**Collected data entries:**

-- start --

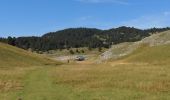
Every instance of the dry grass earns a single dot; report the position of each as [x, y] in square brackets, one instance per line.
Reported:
[99, 79]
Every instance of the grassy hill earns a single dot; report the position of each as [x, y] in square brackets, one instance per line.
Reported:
[155, 54]
[15, 57]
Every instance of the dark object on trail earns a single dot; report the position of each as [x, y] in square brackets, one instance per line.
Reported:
[80, 58]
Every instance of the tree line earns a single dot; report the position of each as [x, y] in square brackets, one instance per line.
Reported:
[81, 37]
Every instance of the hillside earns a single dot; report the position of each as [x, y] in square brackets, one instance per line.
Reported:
[154, 42]
[15, 57]
[81, 37]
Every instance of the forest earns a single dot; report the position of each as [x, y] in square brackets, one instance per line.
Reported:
[81, 37]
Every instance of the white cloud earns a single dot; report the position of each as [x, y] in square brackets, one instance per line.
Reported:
[149, 21]
[105, 1]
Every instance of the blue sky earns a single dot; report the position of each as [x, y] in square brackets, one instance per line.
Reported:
[37, 17]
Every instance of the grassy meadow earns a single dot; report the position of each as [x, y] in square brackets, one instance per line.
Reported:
[143, 75]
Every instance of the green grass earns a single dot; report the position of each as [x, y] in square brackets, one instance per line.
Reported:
[143, 75]
[14, 57]
[154, 55]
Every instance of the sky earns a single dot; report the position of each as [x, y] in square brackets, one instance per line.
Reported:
[37, 17]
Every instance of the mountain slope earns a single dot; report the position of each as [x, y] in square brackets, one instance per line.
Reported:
[155, 46]
[11, 56]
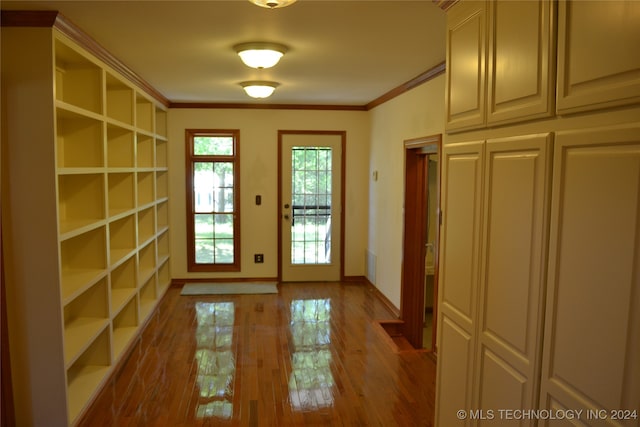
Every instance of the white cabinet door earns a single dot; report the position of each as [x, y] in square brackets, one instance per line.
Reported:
[598, 58]
[512, 280]
[521, 64]
[592, 329]
[459, 264]
[466, 59]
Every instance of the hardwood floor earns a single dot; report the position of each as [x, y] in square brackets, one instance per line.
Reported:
[311, 355]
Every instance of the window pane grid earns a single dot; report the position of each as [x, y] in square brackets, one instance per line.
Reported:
[311, 207]
[213, 204]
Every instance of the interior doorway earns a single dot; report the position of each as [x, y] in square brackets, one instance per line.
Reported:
[418, 305]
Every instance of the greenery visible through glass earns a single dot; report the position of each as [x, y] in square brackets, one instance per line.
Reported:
[311, 207]
[213, 145]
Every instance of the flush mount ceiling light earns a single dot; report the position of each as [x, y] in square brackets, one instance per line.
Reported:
[260, 54]
[273, 4]
[259, 88]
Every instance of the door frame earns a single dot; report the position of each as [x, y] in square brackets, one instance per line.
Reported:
[343, 145]
[412, 290]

-- end --

**GOAL:** Turn every line of the rows above into a JSON list of strings, one string per line, skipping blank lines and omitting the pictures.

**SOLUTION FOR THIS TASK:**
[
  "Every instance of the dry grass earns a single dot; report the position of each as [x, y] in square brackets, one instance per line.",
  "Reported:",
  "[99, 79]",
  "Every instance of the grassy hill earns a single dot; report the position of each as [x, y] in square brackets, one instance per line.",
  "Reported:",
  "[155, 54]",
  "[15, 57]",
  "Every instance of the dark object on trail earns a single dot; report the position of each as [x, y] in square brackets, one instance per line.",
  "Reported:",
  "[80, 58]",
  "Every instance of the tree line earns a single dot; report the position of each as [x, y] in square brackets, one instance per line.",
  "Reported:",
  "[81, 37]",
  "Every instance of the hillside earns a single dot; report the position of each as [x, y] in square brackets, one instance per line.",
  "Reported:",
  "[154, 42]",
  "[15, 57]",
  "[81, 37]",
  "Every instance of the forest earns a single dot; report the position of each as [x, y] in square brackets, one instance per line.",
  "Reported:",
  "[81, 37]",
  "Every instance of the white cloud earns a single dot; report the position of each as [x, y] in square brackets, one instance per line.",
  "Reported:",
  "[149, 21]",
  "[105, 1]",
  "Every instance of the blue sky earns a single dot; report the position of each as [x, y] in square brackets, one instance per line.",
  "Reported:",
  "[37, 17]",
  "Every instance of the grassy meadow earns a single dot; report the position of each as [x, y] in square brackets, one instance per line.",
  "Reported:",
  "[143, 75]",
  "Every instance of the green grass earns a single dot; report the position of each as [x, y] in square brackets, one instance per line.",
  "Reported:",
  "[143, 75]",
  "[14, 57]",
  "[154, 55]",
  "Every instance of the sky earns a single dot; report the position of each as [x, y] in square brackets, one instance per line.",
  "Reported:",
  "[37, 17]",
  "Every instance of the mountain slope earns a single dot; report the position of each as [x, y] in square brackets, one instance per line.",
  "Reported:",
  "[155, 46]",
  "[11, 56]",
  "Every instance of the white cabinet door earns a single dot; report the position of each as [x, y] in square brackets, one instance per line.",
  "Reported:",
  "[598, 58]",
  "[512, 280]",
  "[521, 64]",
  "[592, 329]",
  "[459, 264]",
  "[466, 59]",
  "Every instance of the hardwood floor earns a single dot; report the position of each as [x, y] in square brackets, one instance per line.",
  "Reported:",
  "[311, 355]",
  "Every instance of the window pane grid earns a single dot; report the position of each as [x, y] in square brackets, one instance per line.",
  "Reported:",
  "[311, 207]",
  "[213, 204]",
  "Every instance of the interior doorway earns a single dot; report the position of each as [x, y] in square brackets, one instance per line.",
  "Reported:",
  "[418, 305]",
  "Every instance of the greenery visible through glass earns a single dot; report the position of each as [x, y] in square brackets, one instance per line.",
  "Reported:",
  "[311, 207]",
  "[213, 145]",
  "Every instance of the flush mount ceiling light earns a single dot; report the position of each as [x, y] in square brackets, one instance per line.",
  "Reported:",
  "[260, 54]",
  "[273, 4]",
  "[259, 88]",
  "Every instance of the door frame earns a single dot; report the position of each as [x, y] in square brackets, one instance per line.",
  "Reported:",
  "[343, 145]",
  "[412, 290]"
]